◆ Exercise: Can you reproduce verbatim the entries below, starting with the line that contains "Given the above screenshot, where exactly is the lawn?" and going on through the line that contains "Given the above screenshot, where exactly is the chair leg?", with both of those lines included and nothing else?

◆ Records to use:

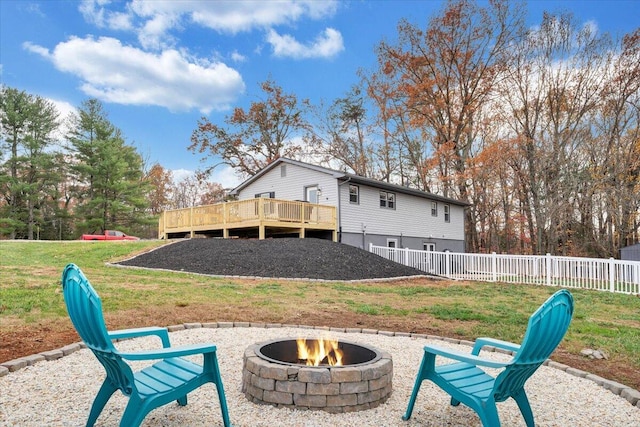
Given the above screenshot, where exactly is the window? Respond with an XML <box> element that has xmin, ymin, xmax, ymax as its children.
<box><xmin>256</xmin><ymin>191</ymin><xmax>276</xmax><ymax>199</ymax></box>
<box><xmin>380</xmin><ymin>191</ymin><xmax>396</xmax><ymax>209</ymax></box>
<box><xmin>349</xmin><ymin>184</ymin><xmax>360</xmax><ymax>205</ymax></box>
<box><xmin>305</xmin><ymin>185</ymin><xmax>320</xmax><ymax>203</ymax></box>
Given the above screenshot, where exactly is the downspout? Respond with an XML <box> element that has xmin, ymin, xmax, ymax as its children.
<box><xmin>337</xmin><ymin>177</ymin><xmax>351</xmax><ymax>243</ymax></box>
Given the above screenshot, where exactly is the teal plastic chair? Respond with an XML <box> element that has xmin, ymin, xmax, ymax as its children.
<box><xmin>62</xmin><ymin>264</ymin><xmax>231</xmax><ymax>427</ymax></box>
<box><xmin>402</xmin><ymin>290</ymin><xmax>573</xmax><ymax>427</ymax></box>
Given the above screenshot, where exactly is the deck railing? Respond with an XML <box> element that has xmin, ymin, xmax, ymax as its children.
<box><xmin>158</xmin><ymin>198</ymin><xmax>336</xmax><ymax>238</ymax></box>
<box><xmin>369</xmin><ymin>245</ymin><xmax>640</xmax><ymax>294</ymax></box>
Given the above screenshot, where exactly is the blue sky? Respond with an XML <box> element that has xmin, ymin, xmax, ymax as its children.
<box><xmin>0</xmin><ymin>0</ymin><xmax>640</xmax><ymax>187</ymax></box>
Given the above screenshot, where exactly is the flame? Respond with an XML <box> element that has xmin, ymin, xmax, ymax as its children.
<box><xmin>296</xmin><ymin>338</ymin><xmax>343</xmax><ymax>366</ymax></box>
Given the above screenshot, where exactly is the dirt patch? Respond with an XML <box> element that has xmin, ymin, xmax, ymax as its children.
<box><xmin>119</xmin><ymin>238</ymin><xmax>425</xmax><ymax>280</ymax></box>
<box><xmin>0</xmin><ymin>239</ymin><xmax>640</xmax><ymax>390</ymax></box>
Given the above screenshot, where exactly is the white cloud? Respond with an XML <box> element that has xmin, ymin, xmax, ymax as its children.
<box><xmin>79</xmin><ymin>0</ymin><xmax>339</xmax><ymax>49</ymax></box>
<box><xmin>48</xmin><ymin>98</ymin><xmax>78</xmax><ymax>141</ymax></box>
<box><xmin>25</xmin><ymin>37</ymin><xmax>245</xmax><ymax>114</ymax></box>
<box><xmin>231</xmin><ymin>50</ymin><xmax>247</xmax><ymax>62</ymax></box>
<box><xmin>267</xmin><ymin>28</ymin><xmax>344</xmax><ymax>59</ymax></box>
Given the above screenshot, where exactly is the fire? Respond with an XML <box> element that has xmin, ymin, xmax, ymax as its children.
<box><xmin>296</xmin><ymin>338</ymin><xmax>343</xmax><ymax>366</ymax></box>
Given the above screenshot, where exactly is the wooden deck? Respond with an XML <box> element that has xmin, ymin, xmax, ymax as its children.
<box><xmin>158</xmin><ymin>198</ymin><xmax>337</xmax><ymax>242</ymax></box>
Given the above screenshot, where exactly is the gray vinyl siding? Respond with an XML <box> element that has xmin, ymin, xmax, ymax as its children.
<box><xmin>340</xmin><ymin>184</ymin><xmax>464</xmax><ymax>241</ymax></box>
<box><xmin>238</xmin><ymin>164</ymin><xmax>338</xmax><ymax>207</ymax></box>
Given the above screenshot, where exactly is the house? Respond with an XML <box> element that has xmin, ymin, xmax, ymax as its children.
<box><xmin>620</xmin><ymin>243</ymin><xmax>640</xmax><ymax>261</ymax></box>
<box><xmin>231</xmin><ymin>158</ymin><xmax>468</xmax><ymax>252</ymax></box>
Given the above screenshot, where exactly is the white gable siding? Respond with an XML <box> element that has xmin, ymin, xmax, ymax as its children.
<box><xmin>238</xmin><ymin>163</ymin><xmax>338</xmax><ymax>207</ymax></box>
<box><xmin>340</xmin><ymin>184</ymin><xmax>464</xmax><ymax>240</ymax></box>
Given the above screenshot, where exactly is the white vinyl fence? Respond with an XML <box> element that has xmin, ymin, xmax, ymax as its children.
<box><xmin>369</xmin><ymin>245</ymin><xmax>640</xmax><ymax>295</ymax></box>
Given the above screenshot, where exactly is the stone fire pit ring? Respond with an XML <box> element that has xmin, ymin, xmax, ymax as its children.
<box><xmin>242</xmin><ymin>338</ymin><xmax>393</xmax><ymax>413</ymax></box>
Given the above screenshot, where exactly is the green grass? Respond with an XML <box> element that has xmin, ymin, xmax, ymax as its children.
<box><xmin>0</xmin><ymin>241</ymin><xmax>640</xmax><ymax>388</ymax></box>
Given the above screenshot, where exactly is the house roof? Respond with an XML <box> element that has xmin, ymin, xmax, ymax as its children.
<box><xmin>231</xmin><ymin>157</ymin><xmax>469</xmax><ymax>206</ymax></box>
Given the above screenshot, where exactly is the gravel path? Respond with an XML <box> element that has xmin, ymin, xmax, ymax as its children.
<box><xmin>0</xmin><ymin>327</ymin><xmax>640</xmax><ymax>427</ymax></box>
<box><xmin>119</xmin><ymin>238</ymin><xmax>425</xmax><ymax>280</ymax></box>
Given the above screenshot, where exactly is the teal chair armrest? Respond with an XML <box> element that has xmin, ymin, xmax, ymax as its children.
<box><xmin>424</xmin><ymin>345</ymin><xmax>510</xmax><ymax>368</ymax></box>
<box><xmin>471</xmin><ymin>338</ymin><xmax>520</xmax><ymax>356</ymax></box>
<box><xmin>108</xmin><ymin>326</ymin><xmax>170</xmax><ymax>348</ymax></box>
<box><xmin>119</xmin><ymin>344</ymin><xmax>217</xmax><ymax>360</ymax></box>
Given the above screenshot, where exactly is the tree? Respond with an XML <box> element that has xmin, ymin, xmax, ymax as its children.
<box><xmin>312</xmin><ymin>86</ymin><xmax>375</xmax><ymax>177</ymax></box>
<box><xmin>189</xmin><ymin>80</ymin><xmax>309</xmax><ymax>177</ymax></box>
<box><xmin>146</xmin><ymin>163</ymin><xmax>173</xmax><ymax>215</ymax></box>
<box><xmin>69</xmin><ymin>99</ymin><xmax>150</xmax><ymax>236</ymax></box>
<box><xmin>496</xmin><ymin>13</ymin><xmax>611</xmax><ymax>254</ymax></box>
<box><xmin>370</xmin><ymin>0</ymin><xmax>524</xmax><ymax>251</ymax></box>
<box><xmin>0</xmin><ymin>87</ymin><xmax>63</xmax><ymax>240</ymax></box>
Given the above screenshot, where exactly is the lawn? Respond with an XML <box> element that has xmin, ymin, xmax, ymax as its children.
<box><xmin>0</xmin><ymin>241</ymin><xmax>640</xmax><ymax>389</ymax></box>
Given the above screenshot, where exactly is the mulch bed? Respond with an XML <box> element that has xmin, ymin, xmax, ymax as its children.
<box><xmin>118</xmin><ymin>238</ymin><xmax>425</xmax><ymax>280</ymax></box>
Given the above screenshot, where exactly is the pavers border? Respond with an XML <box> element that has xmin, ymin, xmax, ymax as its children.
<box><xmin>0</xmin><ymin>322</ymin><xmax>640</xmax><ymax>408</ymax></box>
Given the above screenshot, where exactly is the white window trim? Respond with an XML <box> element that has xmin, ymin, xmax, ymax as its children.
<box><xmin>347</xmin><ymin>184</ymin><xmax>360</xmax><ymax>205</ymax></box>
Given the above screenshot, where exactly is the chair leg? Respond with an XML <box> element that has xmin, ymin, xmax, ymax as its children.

--

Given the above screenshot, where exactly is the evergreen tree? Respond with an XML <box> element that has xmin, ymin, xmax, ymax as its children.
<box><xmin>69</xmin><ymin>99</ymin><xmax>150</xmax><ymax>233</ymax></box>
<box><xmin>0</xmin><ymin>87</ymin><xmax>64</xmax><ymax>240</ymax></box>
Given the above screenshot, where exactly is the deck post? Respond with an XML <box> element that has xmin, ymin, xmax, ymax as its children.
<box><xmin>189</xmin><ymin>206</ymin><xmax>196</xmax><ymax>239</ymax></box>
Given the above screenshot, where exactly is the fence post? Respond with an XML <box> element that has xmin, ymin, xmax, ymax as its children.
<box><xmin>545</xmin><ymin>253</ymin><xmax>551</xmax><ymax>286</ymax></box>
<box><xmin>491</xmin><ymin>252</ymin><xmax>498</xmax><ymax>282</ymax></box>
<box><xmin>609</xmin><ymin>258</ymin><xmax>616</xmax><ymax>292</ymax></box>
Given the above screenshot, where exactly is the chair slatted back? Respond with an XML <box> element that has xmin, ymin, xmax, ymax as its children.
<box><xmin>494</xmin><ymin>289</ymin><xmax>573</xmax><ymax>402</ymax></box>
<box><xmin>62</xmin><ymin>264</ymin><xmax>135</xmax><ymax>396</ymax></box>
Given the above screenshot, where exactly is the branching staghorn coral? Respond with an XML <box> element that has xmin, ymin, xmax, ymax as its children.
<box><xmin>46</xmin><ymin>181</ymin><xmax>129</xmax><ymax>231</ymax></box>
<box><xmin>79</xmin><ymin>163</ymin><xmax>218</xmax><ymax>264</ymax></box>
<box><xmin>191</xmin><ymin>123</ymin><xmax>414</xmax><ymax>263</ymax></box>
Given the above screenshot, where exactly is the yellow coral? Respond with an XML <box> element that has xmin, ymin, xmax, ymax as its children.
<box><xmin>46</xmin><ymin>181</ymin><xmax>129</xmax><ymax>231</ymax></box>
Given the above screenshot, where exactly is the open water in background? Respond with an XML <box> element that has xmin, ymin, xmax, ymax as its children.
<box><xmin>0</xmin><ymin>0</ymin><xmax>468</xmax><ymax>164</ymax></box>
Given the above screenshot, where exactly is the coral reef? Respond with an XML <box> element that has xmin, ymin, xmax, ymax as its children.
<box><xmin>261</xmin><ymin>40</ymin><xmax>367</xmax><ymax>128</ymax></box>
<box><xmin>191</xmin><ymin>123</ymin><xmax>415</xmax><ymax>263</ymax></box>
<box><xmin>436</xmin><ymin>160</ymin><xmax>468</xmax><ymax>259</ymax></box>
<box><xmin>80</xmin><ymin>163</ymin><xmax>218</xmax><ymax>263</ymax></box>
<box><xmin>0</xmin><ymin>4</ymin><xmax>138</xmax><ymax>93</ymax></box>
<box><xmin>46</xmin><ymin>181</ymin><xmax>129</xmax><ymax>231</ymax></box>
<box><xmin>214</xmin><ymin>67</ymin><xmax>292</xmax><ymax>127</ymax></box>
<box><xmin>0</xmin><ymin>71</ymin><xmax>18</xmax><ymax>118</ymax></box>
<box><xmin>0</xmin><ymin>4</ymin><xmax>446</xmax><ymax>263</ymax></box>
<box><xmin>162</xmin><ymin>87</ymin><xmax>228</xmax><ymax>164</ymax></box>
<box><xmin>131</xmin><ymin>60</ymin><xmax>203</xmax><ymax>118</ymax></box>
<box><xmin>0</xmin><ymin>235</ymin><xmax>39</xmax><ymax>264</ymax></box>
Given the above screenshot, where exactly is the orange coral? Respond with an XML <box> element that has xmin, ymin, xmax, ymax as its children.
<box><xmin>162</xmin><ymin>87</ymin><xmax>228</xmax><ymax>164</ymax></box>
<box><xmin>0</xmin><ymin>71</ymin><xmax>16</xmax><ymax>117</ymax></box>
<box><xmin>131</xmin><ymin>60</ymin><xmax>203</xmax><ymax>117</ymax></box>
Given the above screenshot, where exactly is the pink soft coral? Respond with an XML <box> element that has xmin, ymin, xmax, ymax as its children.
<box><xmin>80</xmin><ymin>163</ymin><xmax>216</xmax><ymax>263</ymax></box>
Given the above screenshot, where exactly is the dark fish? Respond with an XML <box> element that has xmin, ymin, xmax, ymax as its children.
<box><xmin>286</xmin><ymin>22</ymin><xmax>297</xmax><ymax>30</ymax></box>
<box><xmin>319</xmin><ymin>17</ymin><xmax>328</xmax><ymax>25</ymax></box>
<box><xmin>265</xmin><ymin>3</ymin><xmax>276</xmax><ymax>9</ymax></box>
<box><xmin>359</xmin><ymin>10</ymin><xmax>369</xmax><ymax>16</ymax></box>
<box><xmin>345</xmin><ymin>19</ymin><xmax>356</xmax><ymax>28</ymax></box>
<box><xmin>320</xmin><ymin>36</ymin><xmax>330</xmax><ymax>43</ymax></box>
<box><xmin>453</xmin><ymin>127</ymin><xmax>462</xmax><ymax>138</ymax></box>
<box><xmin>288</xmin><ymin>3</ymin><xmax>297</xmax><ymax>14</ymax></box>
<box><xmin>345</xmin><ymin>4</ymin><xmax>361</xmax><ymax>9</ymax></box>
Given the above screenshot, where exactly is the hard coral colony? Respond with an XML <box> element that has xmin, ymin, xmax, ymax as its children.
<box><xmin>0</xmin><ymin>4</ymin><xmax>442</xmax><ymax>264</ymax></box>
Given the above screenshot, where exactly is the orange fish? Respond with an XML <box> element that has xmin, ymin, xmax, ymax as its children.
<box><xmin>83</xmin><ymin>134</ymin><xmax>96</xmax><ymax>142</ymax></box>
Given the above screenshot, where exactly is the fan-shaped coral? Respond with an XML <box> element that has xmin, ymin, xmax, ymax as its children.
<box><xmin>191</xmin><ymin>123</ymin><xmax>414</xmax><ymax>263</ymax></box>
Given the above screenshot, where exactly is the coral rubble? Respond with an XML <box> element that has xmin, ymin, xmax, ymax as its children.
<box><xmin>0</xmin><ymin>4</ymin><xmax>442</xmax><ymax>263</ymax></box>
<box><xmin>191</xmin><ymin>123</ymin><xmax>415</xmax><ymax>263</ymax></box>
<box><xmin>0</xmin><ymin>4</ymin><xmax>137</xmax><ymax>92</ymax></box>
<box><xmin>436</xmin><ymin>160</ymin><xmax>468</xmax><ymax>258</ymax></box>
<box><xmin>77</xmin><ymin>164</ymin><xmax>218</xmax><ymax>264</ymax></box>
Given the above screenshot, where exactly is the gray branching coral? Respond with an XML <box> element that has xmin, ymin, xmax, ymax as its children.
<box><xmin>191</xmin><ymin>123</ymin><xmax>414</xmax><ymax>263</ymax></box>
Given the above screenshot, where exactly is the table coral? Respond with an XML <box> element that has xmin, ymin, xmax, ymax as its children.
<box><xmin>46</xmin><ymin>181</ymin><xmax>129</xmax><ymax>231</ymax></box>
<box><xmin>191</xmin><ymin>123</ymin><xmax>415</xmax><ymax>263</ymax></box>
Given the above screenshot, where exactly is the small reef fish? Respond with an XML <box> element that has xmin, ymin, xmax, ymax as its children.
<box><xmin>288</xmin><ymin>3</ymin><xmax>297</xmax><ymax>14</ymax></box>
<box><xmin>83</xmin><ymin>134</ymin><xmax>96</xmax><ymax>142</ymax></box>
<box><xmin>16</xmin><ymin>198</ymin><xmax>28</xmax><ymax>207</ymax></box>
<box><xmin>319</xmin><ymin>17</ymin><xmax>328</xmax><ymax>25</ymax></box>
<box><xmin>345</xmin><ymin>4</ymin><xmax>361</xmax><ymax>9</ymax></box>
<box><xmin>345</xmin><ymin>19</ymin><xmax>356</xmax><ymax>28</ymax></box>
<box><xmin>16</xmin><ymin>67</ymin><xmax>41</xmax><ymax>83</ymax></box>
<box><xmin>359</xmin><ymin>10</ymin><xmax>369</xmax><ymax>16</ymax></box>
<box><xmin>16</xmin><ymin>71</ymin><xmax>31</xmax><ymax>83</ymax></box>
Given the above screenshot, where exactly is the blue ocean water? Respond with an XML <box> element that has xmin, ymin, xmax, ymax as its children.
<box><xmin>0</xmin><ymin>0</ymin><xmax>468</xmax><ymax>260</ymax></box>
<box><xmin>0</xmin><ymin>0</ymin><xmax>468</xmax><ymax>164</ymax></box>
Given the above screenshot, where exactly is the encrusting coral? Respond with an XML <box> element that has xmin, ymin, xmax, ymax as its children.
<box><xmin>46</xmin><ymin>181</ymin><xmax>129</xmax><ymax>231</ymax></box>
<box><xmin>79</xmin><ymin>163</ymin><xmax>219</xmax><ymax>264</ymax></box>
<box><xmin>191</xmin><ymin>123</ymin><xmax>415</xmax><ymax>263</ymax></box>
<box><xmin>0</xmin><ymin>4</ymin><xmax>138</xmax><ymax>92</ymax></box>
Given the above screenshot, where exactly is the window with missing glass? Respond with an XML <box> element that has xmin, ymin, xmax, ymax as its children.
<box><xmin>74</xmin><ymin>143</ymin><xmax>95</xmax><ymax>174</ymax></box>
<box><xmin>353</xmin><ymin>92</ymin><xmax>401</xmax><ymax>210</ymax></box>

◆ Written response:
Given the above screenshot, where exactly is the lawn? Respond with an XML <box> element that has xmin, ymin, xmax, ymax as its children.
<box><xmin>0</xmin><ymin>241</ymin><xmax>640</xmax><ymax>389</ymax></box>
Given the above screenshot, where exactly is the mulch bed? Respond with an XML <box> element that has xmin, ymin, xmax, ymax as its children.
<box><xmin>118</xmin><ymin>238</ymin><xmax>425</xmax><ymax>280</ymax></box>
Given the above screenshot, where exactly is the pavers border? Respond with an XML <box> element that has xmin, ymin, xmax, ymax as its children.
<box><xmin>0</xmin><ymin>322</ymin><xmax>640</xmax><ymax>408</ymax></box>
Given the above screenshot, where exactly is the white window trim? Respond with an XML <box> element that has xmin, ymin, xmax, ymax as its children.
<box><xmin>347</xmin><ymin>184</ymin><xmax>360</xmax><ymax>205</ymax></box>
Given the above screenshot, where exactly is the chair leg? Respond with an XML <box> element that has xmin, ymin, xmax, ymax as its children.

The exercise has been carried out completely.